━━ GIVEN PASSAGE

TUT 3: Tutorial Quantum Foundations from a QI Perspective

TUT 3.1: Tutorial

Sunday, September 7, 2025, 17:00–18:30, ZHG104

Quantum foundations from a QI perspective — •Markus Frembs — Leibniz University, Hannover, Germany

Even 100 years after its inception, the foundations of quantum theory remain an active area of research. A plethora of competing interpretations offer different views on long-standing issues such as the infamous measurement problem, Einstein's `spooky action at a distance' and Bohr's complementarity. At the core of these lies the discrepancy between the unparalleled predictive success of the mathematical apparatus of quantum mechanics and our every-day experience, which by and large obeys the laws of classical physics.

The first part of the tutorial will discuss two famous no-go-theorems in quantum foundations - by Bell, Kochen and Specker - which throw into sharp relief how this discrepancy between classical and quantum physics has drastic consequences for our physical understanding of the world: first, certain quantum correlations defy a causal classical explanation and, second, contextuality expresses the incompatibility with classical realism altogether. The experimental verification of entanglement which has recently been awarded the Nobel Prize in Physics leaves little room for adhering to a classical interpretation.

━━━━
━━ RECORD EXCERPTS

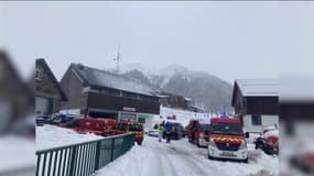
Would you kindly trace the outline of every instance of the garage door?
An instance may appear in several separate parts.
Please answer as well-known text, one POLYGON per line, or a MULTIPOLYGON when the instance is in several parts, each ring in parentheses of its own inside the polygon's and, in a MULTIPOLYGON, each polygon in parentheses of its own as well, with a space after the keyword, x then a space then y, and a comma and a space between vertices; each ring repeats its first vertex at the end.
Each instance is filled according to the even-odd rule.
POLYGON ((48 98, 36 97, 36 116, 52 113, 52 100, 48 98))

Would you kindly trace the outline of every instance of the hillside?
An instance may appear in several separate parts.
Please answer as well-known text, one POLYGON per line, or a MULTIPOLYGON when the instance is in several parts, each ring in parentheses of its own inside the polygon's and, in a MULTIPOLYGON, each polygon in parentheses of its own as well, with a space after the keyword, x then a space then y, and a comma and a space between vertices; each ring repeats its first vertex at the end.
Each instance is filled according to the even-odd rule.
POLYGON ((123 75, 155 89, 191 97, 196 105, 212 111, 230 111, 232 86, 205 72, 194 72, 178 65, 152 68, 141 64, 124 65, 123 75))

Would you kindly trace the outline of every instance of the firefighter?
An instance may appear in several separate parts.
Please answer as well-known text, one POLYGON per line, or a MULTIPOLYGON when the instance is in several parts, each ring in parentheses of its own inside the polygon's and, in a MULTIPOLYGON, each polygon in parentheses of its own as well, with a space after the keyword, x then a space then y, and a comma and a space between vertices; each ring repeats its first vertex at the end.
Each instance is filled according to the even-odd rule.
POLYGON ((164 125, 166 143, 170 143, 171 124, 169 122, 164 125))
POLYGON ((159 124, 158 132, 159 132, 159 142, 162 142, 162 135, 164 132, 163 124, 159 124))

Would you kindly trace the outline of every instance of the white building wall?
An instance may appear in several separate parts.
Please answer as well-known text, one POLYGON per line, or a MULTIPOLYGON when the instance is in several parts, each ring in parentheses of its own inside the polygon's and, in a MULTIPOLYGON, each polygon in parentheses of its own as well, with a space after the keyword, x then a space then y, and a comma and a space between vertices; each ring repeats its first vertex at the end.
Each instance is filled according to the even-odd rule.
POLYGON ((247 132, 251 133, 261 133, 266 127, 279 125, 279 117, 262 114, 261 123, 261 125, 253 125, 251 114, 243 116, 243 127, 247 132))

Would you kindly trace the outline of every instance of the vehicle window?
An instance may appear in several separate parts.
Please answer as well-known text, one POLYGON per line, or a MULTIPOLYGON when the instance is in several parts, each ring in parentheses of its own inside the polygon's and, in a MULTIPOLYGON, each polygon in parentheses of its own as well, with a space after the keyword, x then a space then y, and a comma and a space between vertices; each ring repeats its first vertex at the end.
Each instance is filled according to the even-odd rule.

━━━━

● **EXERCISE REQUIREMENTS**
**a)** Turn the paragraph of the tutorial abstract that opens "The first part of the tutorial" into a short bulleted list that keeps its main facts.
**b)** According to the tutorial abstract, with which institution is Markus Frembs affiliated?
Work only from the tutorial abstract; the rows are not needed.

● **TASK-BY-TASK RESULTS**
**a)**
- The first part of the tutorial covers two famous no-go theorems in quantum foundations, by Bell, Kochen and Specker.
- These theorems show that the discrepancy between classical and quantum physics has drastic consequences for our physical understanding of the world.
- First, certain quantum correlations defy a causal classical explanation.
- Second, contextuality expresses incompatibility with classical realism altogether.
- The experimental verification of entanglement, recently awarded the Nobel Prize in Physics, leaves little room for a classical interpretation.

**b)** Leibniz University, Hannover, Germany.